## [Source passage]
++++
We Both Win: Non-zero sum relationships
Hi! We’re Boots and the Brain. Alan is professor who often talks about brains (but not today) and Sarah is the boots on the ground (esoteric translating into useful). We basically just like each other a lot and talk to each other a lot and that’s why our substack has back and forth, too. Without further ado, here’s a piece by Alan…
Disclaimer: The original post encased two complementary but contradictory thoughts. One, that relationships follow the rules of non-zero sum game play and the other, you guessed it, relationships are zero sum. So, I decided to split it in half. The next is soon to follow…
When anyone in the family comes home, they are met by our ecstatic dog. He jumps, he whines, he wiggles, and he wags. It’s not just that he’s pleased to see us, it’s more like he’s welcoming a soldier-returning-from-war-heart-busting happy.
Sarah: Even if it’s only been 2-3 minutes.
It’s cute, it’s charming, and everyone wins.
However, the cats, the cats just don’t care.
Conversely, if a guest enters the house, then he growls, he snarls, and he barks. It’s annoying, it’s a pain, and everyone is, well, just not happy.
Sarah: And the cats, the cats still just don’t care.
This got me thinking about social interactions and how they can be classified into two or three basic types:
1) Zero-sum: The sum benefit at end of the exchange is equal to the sum at beginning. For example, when the gains of person 1 are equal to the losses of person 2. Think: poker.
2) Positive-sum [type of non-zero-sum]: The sum benefit at the end of the exchange is greater than the sum at the beginning. For example, when both person 1 and person 2 gain. Think: love.
3) Negative-sum [type of non-zero-sum]: The sum benefit at the end of the exchange is less than the sum at the beginning. For example, when the losses of person 1 are more than what person 2 gains. Think: war.
Sarah: And the other negative-sum where both lose, like divorce.
++++
## [Data excerpt]
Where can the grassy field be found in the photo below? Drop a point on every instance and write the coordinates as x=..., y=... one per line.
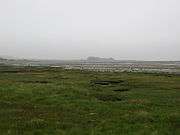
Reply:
++++
## [Direction A]
Retype the post on non-zero-sum relationships from "Sarah: Even if" to "gain. Think: love.".
## [Direction B]
Extend the post on non-zero-sum relationships, picking up right after its final sentence.
The data has no connection to the post on non-zero-sum relationships.

## [Response A]
Sarah: Even if it’s only been 2-3 minutes.
It’s cute, it’s charming, and everyone wins.
However, the cats, the cats just don’t care.
Conversely, if a guest enters the house, then he growls, he snarls, and he barks. It’s annoying, it’s a pain, and everyone is, well, just not happy.
Sarah: And the cats, the cats still just don’t care.
This got me thinking about social interactions and how they can be classified into two or three basic types:
1) Zero-sum: The sum benefit at end of the exchange is equal to the sum at beginning. For example, when the gains of person 1 are equal to the losses of person 2. Think: poker.
2) Positive-sum [type of non-zero-sum]: The sum benefit at the end of the exchange is greater than the sum at the beginning. For example, when both person 1 and person 2 gain. Think: love.

## [Response B]
Zero-sum games are very familiar to us. In most zero-sum games, a quantity of something of value exists at the beginning of the game and the players compete to maximize ownership. Poker is a great example both on the microscale and the macroscale. On a given hand, the total sum of money in the game stays the same and the distribution is changed through play. Over a series of games players dropout as their funds zero out and, given time, a single individual can eventually accumulate the entirety of the cash. This macroscale zero-sum feature is true of most sports (where the thing of value is winning).
A popular non-zero-sum example is the prisoner’s dilemma. It’s a classic. So, remember the last time you and your buddy were arrested?
Sarah: I do! We were playing poker in an underground gambling den…
You were put in two different rooms and the cops offer to go easy on you if you spill the beans. These are the outcomes:
1) you and your friend keep quiet and walk
2) you spill the beans, get a slap on the wrist and your buddy gets the chair
3) you keep quiet but your bud turns you in and you fry
Sarah: Also, 4) you both spill the beans and both of you end up sizzled.
Interesting that you dropped the “both lose” option above and here. Was that by design? Or is the “every one loses” option too gloomy and against your personal view on life?
But, that aside, I see where you’re going with this. In poker, one’s loss is another’s gain. Here both can win and both can lose—nothing is being divvied up.
Also, if I get hit on the head while playing poker in an underground gambling casino and it raises a bump, it is a lump sum? If there’s yummy Asian food, is it dim sum?
Often in the real world we experience things that are non-zero-sum interactions. Much like dealing with our dog, Titan, it seems like usually everyone wins or everyone loses.
We often talk about the chemistry of social interactions. Chemistry has a nice way of classifying these interactions:
1) Endothermic: absorbs heat
2) Exothermic: releases heat
3) Adiabatic: neither releases nor absorbs heat
In this case the cats — when someone enters the house — the cats are functionally adiabatic.
Sarah: Um, sweets, hate to break it to you but although people say “that couple has chemistry,” characterizing social relationships into chemical process generally isn’t a thing…
The reason these chemical reactions are exothermic or endothermic is because they interact with their external environment.
Sarah: Hold the phone. Exothermic and endothermic reactions are really, really neat and I…can’t…stop…myself…from…jumping…in <gritted teeth, trying to resist>
Endothermic reactions pull energy/heat from the outside world (system enthalpy > 0) to build energy rich bonds and leave the outside world feeling cooler. You know those instant ice packs where you squish them and they get cold? They’re not pushing cold at your swelling, injured ankle; they’re sucking heat away from your swelling, injured ankle to form energy rich products inside the bag—they’re energy vampires.
The opposite is true for exothermic reactions. When their chemical bonds break, energy is released (system enthalpy <0) and the products are more stable. Heat is actually radiating from those instant hot packs much to the joy of your freezing hands/toes when you’re standing in the snow.
This is where we bump up on the first law of thermodynamics: heat energy cannot be created or destroyed.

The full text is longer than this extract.